[Annotated coordinate records]
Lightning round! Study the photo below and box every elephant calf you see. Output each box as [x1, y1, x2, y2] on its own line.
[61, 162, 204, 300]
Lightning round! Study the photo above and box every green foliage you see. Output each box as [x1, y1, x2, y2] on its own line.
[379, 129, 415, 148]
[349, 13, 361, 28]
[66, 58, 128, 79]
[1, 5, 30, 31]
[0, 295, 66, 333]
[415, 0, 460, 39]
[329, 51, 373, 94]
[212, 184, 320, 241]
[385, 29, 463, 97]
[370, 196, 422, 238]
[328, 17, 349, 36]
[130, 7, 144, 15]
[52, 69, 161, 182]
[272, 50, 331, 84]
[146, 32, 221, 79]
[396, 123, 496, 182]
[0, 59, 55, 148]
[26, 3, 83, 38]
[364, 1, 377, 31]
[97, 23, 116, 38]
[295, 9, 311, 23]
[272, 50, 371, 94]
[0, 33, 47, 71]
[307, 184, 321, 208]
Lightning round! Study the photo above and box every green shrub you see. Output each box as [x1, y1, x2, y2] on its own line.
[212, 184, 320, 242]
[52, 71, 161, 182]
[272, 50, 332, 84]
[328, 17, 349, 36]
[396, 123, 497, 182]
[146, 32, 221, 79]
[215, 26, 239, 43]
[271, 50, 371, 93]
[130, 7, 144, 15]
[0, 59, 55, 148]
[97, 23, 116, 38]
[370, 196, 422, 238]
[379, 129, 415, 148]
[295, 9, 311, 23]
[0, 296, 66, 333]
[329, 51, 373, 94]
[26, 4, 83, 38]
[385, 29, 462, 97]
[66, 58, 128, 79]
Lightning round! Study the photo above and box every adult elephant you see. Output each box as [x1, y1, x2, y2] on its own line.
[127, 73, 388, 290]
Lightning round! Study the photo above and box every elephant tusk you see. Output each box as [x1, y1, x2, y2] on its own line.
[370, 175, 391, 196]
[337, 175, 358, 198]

> **TASK DIRECTIONS**:
Please rewrite the entire listing above as a JSON array of strings, with one string for each line and any blank lines omitted.

> **THE ANSWER**:
[
  "Lightning round! Study the photo below and box every elephant calf you see. Output each box as [x1, y1, x2, y2] on its own line.",
  "[61, 162, 204, 300]",
  "Lightning round! Study the photo above and box every green foliage you see. Output each box as [x1, y1, x2, y2] on its own line.",
  "[379, 129, 415, 148]",
  "[349, 13, 361, 28]",
  "[66, 58, 128, 79]",
  "[1, 5, 30, 31]",
  "[0, 295, 66, 333]",
  "[415, 0, 460, 39]",
  "[329, 51, 373, 94]",
  "[212, 184, 320, 241]",
  "[385, 29, 463, 97]",
  "[370, 196, 422, 238]",
  "[328, 17, 349, 36]",
  "[130, 7, 144, 15]",
  "[52, 69, 161, 182]",
  "[272, 50, 331, 84]",
  "[146, 32, 221, 79]",
  "[396, 123, 496, 182]",
  "[0, 59, 55, 148]",
  "[26, 3, 83, 38]",
  "[364, 1, 377, 31]",
  "[97, 23, 116, 38]",
  "[295, 9, 311, 23]",
  "[272, 50, 371, 94]",
  "[0, 33, 47, 71]",
  "[307, 184, 321, 208]",
  "Lightning round! Study the photo above and box every green shrub you see. Output each box as [x1, y1, x2, y2] on its own line.",
  "[212, 184, 320, 242]",
  "[52, 71, 161, 182]",
  "[272, 50, 332, 84]",
  "[328, 17, 349, 36]",
  "[396, 123, 497, 182]",
  "[146, 32, 221, 79]",
  "[215, 26, 239, 43]",
  "[271, 50, 371, 93]",
  "[130, 7, 144, 15]",
  "[0, 59, 55, 148]",
  "[97, 23, 116, 38]",
  "[370, 196, 422, 238]",
  "[379, 129, 415, 148]",
  "[295, 9, 311, 23]",
  "[0, 296, 66, 333]",
  "[329, 51, 373, 94]",
  "[26, 4, 83, 38]",
  "[385, 29, 462, 97]",
  "[66, 58, 128, 79]",
  "Lightning round! Study the photo above and box every adult elephant you see. Output each box as [x1, y1, x2, y2] on its own line.",
  "[127, 73, 388, 290]",
  "Lightning round! Study the photo above and box every elephant tusk you see. Output each box as [x1, y1, x2, y2] on its own line.",
  "[370, 175, 391, 196]",
  "[337, 175, 358, 198]"
]